START DATA FOR ANALYSIS

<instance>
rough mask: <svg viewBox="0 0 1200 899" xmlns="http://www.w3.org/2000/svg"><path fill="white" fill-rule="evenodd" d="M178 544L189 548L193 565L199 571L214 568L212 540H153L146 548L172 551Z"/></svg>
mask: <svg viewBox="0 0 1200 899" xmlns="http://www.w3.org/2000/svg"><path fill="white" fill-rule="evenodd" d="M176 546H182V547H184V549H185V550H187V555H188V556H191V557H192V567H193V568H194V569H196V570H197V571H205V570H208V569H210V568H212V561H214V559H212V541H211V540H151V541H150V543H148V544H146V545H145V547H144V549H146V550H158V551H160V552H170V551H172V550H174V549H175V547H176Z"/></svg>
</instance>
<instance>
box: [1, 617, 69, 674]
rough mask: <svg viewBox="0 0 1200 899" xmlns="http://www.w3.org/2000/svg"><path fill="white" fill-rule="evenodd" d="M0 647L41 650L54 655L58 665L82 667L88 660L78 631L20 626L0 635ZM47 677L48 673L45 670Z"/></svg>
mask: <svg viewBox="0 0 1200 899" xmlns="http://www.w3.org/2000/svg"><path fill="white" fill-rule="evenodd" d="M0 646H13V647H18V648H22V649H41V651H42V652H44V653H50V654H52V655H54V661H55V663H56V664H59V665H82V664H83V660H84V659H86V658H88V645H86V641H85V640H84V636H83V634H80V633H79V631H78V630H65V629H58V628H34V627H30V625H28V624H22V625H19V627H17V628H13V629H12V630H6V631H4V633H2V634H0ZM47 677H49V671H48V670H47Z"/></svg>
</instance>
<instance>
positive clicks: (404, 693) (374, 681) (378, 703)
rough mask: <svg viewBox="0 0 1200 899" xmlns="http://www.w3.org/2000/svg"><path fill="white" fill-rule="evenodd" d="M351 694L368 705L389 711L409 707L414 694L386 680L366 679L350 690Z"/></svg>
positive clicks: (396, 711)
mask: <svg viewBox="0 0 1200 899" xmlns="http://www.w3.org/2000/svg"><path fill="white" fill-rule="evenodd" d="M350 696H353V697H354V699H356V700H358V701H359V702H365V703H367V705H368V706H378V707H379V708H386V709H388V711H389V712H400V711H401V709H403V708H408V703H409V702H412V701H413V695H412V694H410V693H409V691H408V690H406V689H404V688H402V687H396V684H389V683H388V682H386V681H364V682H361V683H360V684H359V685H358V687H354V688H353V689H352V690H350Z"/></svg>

END DATA FOR ANALYSIS

* _EXERCISE GOAL_: Using the data above, extract exactly the lines from the one that holds "544L189 548L193 565L199" to the one that holds "box: [1, 617, 69, 674]", both ends included, and no others.

* _SOLUTION TO THE EXERCISE_:
rough mask: <svg viewBox="0 0 1200 899" xmlns="http://www.w3.org/2000/svg"><path fill="white" fill-rule="evenodd" d="M178 544L189 548L193 565L199 571L214 568L212 540H153L146 548L172 551Z"/></svg>
mask: <svg viewBox="0 0 1200 899" xmlns="http://www.w3.org/2000/svg"><path fill="white" fill-rule="evenodd" d="M176 546H182V547H184V549H185V550H187V555H188V556H191V557H192V567H193V568H194V569H196V570H197V571H205V570H208V569H210V568H212V561H214V559H212V541H211V540H151V541H150V543H148V544H146V545H145V547H144V549H146V550H158V551H160V552H170V551H172V550H174V549H175V547H176Z"/></svg>
</instance>
<instance>
box: [1, 617, 69, 674]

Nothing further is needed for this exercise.